Your assignment –
Starting with the line that contains "parked car, given", copy each line exactly through the end of the listing, and omit all pictures.

Recorded data –
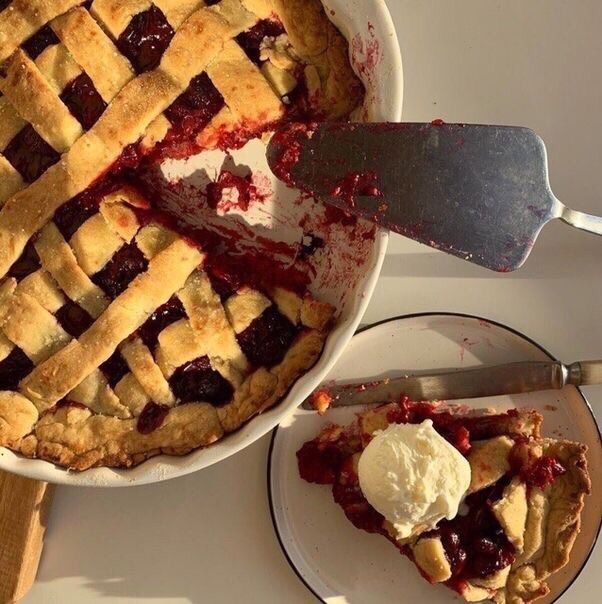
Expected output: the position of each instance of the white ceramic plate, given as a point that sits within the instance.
(341, 564)
(345, 271)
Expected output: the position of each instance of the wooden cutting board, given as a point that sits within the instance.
(24, 508)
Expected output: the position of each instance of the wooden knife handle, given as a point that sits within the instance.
(24, 508)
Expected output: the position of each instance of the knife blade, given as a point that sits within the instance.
(510, 378)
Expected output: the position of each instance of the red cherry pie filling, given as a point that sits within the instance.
(512, 529)
(149, 336)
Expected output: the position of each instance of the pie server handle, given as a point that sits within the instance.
(511, 378)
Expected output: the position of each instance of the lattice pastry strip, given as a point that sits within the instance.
(58, 259)
(124, 122)
(27, 324)
(29, 92)
(77, 267)
(166, 274)
(99, 58)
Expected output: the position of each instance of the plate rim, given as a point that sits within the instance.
(401, 318)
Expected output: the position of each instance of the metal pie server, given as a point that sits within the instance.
(478, 192)
(512, 378)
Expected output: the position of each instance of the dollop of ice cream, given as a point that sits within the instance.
(413, 476)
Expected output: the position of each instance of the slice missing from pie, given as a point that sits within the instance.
(492, 519)
(122, 336)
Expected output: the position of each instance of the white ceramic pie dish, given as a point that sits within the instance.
(340, 277)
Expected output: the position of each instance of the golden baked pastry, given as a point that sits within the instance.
(118, 340)
(520, 516)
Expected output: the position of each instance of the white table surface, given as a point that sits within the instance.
(208, 537)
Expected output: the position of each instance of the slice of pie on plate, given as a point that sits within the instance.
(122, 337)
(520, 513)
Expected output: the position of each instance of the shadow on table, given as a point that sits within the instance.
(190, 538)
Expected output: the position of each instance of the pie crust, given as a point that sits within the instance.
(526, 491)
(85, 87)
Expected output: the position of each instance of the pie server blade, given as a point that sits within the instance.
(478, 192)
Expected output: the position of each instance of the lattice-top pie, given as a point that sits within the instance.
(119, 337)
(519, 518)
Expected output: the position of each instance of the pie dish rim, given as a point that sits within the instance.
(164, 467)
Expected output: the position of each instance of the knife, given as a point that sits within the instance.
(511, 378)
(479, 192)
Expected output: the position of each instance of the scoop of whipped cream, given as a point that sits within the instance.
(413, 476)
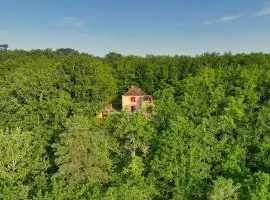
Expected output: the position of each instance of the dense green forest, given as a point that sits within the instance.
(208, 138)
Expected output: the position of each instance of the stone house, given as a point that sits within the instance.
(136, 100)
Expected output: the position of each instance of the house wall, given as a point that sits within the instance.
(126, 104)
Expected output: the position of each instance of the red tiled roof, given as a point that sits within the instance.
(134, 91)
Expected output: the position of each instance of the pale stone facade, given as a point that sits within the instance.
(135, 100)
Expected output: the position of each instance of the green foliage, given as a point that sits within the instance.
(208, 137)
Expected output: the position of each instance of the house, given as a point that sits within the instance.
(105, 111)
(136, 100)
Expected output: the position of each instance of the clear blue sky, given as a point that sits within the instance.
(137, 26)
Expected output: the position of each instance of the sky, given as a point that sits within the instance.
(138, 27)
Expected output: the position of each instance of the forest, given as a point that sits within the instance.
(208, 137)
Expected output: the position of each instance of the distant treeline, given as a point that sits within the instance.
(209, 136)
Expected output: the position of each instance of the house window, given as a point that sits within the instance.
(132, 99)
(132, 108)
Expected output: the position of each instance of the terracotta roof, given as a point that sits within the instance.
(134, 91)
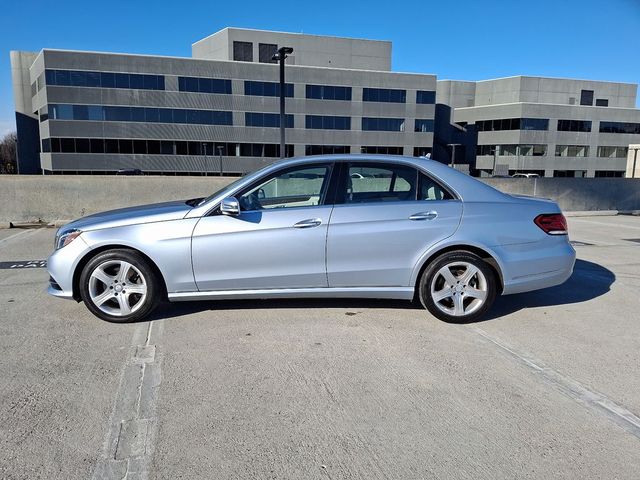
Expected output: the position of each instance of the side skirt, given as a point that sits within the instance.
(400, 293)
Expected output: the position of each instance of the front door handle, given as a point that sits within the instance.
(308, 223)
(424, 216)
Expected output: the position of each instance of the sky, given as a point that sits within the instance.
(454, 39)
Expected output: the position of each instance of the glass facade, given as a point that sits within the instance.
(80, 78)
(512, 124)
(538, 150)
(243, 51)
(138, 114)
(328, 92)
(327, 122)
(326, 149)
(425, 96)
(620, 127)
(381, 150)
(575, 125)
(161, 147)
(384, 95)
(204, 85)
(383, 124)
(258, 119)
(572, 150)
(267, 89)
(423, 125)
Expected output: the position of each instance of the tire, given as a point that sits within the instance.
(118, 295)
(463, 296)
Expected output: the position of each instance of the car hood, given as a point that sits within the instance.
(157, 212)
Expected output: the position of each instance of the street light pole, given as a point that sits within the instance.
(280, 56)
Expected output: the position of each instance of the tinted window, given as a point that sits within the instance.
(328, 92)
(425, 97)
(431, 190)
(295, 187)
(380, 183)
(266, 52)
(423, 125)
(243, 51)
(384, 95)
(383, 124)
(586, 97)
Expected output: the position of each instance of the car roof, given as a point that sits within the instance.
(466, 187)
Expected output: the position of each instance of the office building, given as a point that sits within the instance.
(218, 111)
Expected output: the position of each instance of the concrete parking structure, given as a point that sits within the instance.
(545, 387)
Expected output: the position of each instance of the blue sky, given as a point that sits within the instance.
(455, 39)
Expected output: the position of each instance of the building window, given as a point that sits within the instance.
(620, 127)
(586, 97)
(384, 95)
(381, 150)
(383, 124)
(77, 78)
(612, 152)
(574, 125)
(266, 51)
(326, 149)
(609, 174)
(512, 124)
(204, 85)
(124, 146)
(421, 151)
(572, 150)
(423, 125)
(328, 92)
(267, 89)
(326, 122)
(424, 96)
(258, 119)
(243, 51)
(138, 114)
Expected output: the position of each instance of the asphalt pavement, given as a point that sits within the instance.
(546, 387)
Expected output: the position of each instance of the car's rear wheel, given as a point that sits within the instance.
(119, 286)
(458, 287)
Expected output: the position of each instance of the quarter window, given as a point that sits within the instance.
(367, 183)
(294, 187)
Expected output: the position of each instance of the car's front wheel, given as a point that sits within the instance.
(119, 286)
(458, 287)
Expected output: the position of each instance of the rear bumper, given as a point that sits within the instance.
(533, 266)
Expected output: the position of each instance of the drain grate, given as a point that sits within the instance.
(18, 264)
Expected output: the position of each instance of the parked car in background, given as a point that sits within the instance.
(327, 226)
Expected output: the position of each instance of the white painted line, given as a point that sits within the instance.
(129, 443)
(573, 389)
(606, 224)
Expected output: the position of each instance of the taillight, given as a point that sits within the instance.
(552, 223)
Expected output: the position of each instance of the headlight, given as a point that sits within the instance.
(65, 238)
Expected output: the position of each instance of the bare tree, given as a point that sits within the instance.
(8, 153)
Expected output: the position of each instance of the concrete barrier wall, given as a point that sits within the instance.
(26, 198)
(576, 194)
(33, 198)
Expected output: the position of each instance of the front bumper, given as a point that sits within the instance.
(61, 265)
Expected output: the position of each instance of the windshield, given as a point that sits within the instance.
(232, 185)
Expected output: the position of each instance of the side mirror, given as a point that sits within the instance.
(230, 206)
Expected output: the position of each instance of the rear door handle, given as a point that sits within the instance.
(308, 223)
(424, 216)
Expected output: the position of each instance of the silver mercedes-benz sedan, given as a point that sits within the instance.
(328, 226)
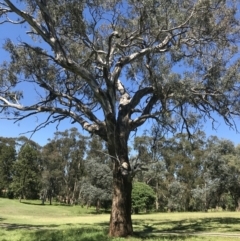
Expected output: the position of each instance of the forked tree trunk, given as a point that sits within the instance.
(120, 220)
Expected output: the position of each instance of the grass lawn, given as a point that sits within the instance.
(30, 221)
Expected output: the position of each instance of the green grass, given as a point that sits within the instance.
(29, 221)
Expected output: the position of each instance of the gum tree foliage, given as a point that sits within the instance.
(111, 65)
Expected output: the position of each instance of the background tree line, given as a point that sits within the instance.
(173, 174)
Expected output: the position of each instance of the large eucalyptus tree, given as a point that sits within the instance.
(111, 65)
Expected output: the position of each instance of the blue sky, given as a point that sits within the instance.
(9, 129)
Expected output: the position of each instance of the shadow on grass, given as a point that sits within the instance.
(184, 227)
(71, 234)
(14, 226)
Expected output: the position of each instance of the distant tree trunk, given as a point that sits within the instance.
(120, 220)
(98, 206)
(156, 201)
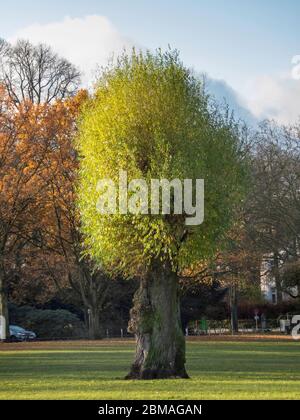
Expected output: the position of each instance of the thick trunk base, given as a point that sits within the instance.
(155, 320)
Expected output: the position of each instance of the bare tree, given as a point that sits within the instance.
(36, 73)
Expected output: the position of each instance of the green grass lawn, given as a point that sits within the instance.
(218, 369)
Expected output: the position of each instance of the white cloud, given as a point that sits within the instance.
(276, 98)
(87, 42)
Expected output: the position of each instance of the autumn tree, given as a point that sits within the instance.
(22, 157)
(150, 117)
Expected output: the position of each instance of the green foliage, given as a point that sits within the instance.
(151, 117)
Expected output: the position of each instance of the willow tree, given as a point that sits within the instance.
(149, 116)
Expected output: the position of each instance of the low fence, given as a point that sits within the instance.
(245, 326)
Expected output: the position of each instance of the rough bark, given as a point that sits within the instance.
(155, 320)
(234, 310)
(4, 331)
(277, 278)
(94, 324)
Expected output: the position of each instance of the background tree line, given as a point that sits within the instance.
(42, 256)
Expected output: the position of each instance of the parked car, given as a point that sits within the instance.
(20, 334)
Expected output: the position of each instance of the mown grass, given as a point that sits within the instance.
(219, 370)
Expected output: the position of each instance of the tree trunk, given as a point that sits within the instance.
(234, 309)
(155, 320)
(94, 323)
(277, 278)
(4, 323)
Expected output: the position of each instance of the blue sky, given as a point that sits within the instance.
(248, 44)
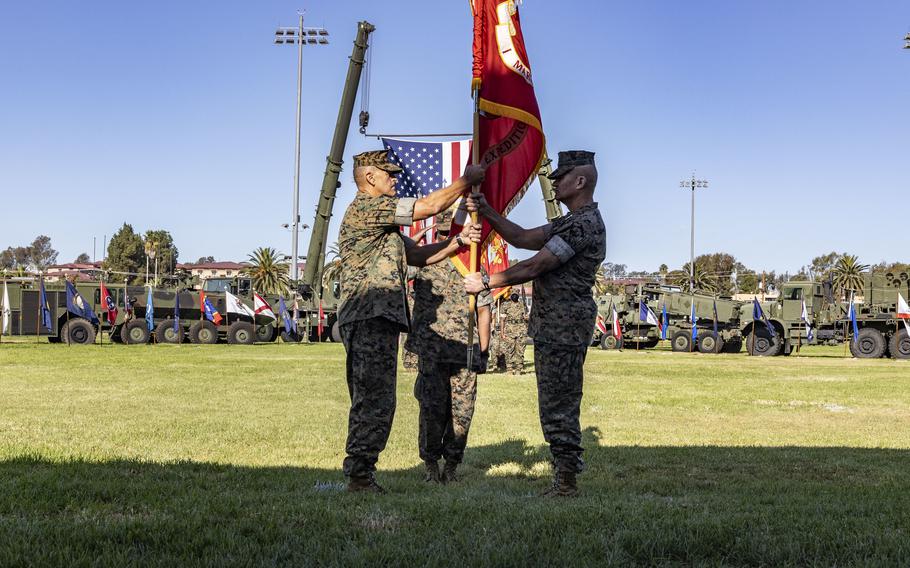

Task response –
Expected output: the position of each instance of the parked car, given as a point that sits within the instance.
(20, 334)
Expected output: the position of each instance of the mown grass, given as a point that sits within the instance.
(219, 370)
Expected output: the position of each instance of the tree trunk, given as a point that sits within the instance.
(234, 309)
(155, 320)
(94, 323)
(277, 278)
(4, 323)
Expected output: the position of each instance of the blue sky, given as a point that sits within the instance.
(248, 44)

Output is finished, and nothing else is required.